__About this exercise__
Exact copies of the records below are required.

__Available records__
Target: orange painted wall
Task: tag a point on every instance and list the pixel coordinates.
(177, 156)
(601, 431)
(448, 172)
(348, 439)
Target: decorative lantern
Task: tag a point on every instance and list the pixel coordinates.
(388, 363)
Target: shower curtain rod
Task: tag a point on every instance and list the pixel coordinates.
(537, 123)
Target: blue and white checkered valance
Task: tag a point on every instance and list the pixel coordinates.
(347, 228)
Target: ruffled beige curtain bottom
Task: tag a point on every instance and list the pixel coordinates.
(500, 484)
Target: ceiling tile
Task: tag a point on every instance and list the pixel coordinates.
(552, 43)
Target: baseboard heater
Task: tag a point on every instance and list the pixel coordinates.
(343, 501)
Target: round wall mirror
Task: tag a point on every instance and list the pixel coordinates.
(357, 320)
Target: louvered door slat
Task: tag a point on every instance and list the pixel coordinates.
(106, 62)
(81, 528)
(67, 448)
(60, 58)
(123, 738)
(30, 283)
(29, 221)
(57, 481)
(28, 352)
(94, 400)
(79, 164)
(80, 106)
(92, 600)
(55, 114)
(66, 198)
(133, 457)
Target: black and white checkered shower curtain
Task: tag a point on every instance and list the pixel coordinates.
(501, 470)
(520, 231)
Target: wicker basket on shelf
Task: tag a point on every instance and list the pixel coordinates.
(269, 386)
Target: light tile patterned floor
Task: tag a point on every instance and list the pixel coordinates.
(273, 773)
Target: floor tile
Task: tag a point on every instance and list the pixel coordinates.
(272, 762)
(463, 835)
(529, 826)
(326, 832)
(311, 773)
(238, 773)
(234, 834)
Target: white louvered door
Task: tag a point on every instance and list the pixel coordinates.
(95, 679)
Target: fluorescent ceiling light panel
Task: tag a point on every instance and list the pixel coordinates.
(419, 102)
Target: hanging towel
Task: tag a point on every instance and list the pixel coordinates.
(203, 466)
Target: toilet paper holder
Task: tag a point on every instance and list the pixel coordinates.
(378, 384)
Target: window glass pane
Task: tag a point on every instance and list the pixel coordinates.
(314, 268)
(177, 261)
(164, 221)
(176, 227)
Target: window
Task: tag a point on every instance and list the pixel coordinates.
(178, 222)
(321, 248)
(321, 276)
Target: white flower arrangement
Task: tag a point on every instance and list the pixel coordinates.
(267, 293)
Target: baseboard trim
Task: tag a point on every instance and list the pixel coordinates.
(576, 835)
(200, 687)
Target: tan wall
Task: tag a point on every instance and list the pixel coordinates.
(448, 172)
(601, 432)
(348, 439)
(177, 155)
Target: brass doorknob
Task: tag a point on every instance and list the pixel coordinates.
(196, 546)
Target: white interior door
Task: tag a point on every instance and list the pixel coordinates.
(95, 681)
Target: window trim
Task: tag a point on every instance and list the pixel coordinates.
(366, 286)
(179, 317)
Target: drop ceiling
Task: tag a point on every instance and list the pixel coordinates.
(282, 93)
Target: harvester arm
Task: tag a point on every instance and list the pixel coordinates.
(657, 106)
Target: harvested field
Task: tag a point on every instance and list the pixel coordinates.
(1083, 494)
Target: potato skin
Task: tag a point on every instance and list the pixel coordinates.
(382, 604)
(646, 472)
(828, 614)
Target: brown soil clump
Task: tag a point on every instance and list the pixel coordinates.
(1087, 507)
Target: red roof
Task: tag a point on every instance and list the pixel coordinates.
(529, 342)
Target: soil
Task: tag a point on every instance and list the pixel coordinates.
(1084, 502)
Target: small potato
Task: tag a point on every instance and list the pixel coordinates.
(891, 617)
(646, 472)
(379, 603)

__Result of this task__
Target: orange painted wall
Task: tag a point on every instance and list the pixel coordinates.
(177, 156)
(601, 431)
(448, 172)
(348, 439)
Target: decorative lantern
Task: tag a point on every instance and list the pixel coordinates.
(388, 363)
Target: shower curtain rod
Task: tag a point on every instance and list the pixel coordinates.
(537, 123)
Target: blue and white checkered valance
Task: tag a point on every instance and list the pixel coordinates.
(347, 228)
Target: ruffled beige curtain bottom
Task: tag a point on every instance and list the pixel coordinates.
(500, 484)
Target: ceiling tile
Task: tag a point on every instance and list the pixel coordinates.
(552, 43)
Target: baseboard heater
Task: tag a point on every instance and list the pixel coordinates.
(343, 501)
Target: round wall mirror
Task: tag a point on every instance and list the pixel coordinates.
(357, 320)
Target: louvered door slat
Task: tag a point on every instance and list the pixel coordinates.
(106, 62)
(81, 528)
(67, 448)
(60, 58)
(123, 738)
(30, 283)
(29, 221)
(57, 481)
(28, 352)
(94, 400)
(79, 164)
(80, 106)
(92, 600)
(55, 114)
(66, 198)
(133, 457)
Target: black and white checkered shower curtain
Task: tag a point on every instance and list the pixel coordinates.
(501, 470)
(520, 231)
Target: wicker basket on shelf
Task: tag a point on every instance and list the pixel coordinates.
(269, 386)
Target: light tile patterned floor
Task: tag a point on every instance and list the pixel coordinates.
(273, 773)
Target: floor tile
Task: tag a point on every instance and list the pixel coordinates.
(272, 762)
(463, 835)
(529, 826)
(326, 832)
(311, 773)
(238, 773)
(234, 834)
Target: white louvered door
Task: tag a point on every instance and list the pixel coordinates.
(95, 679)
Target: fluorescent ceiling light panel
Task: tag a point on every instance and list the pixel coordinates.
(419, 102)
Target: hanging towel
Task: tag a point on every instance and list the pixel coordinates.
(203, 466)
Target: toilet paper holder
Task: tag a point on every instance and list the pixel coordinates.
(378, 384)
Target: window glass pane
Task: tag a point on every instance and list the pixel coordinates.
(314, 268)
(177, 261)
(164, 221)
(176, 227)
Target: window
Task: tag a point on every instance and list the pixel coordinates.
(178, 222)
(321, 248)
(321, 276)
Target: white flower arrangement
Task: tag a point on every instance and list the pixel coordinates.
(267, 293)
Target: baseboard trim
Task: tag a point on every instance and list the pixel coordinates.
(576, 835)
(200, 687)
Target: tan wall
Task: tag a point on every instance and list the pixel coordinates.
(448, 172)
(601, 432)
(348, 439)
(177, 155)
Target: brass doorknob
Task: tag a point on every instance and list the pixel coordinates.
(196, 546)
Target: white interior door
Task: tag a point on every instance and list the pixel coordinates.
(95, 681)
Target: window trim
Task: tag a point on every instance and list the pixel coordinates.
(366, 286)
(179, 317)
Target: drop ceiling
Task: tag a point on every instance and list the pixel coordinates.
(282, 93)
Target: harvester arm
Task: tag a point on every instance and list the pixel coordinates.
(657, 106)
Target: harvested field
Task: tag a point on every instance and list the pixel coordinates.
(1083, 494)
Target: potato skin
Task: tag a point on every instance and list the pixel coordinates.
(382, 604)
(646, 472)
(828, 614)
Target: brown soil clump
Task: tag a point on every instance and list the pixel coordinates.
(1087, 507)
Target: red roof
Task: tag a point on every instance and list the pixel coordinates.
(529, 342)
Target: soil
Task: tag a point on every instance and list the pixel coordinates.
(1084, 502)
Target: small potato
Task: tag a point on every instance and list the pixel coordinates.
(891, 617)
(646, 472)
(379, 603)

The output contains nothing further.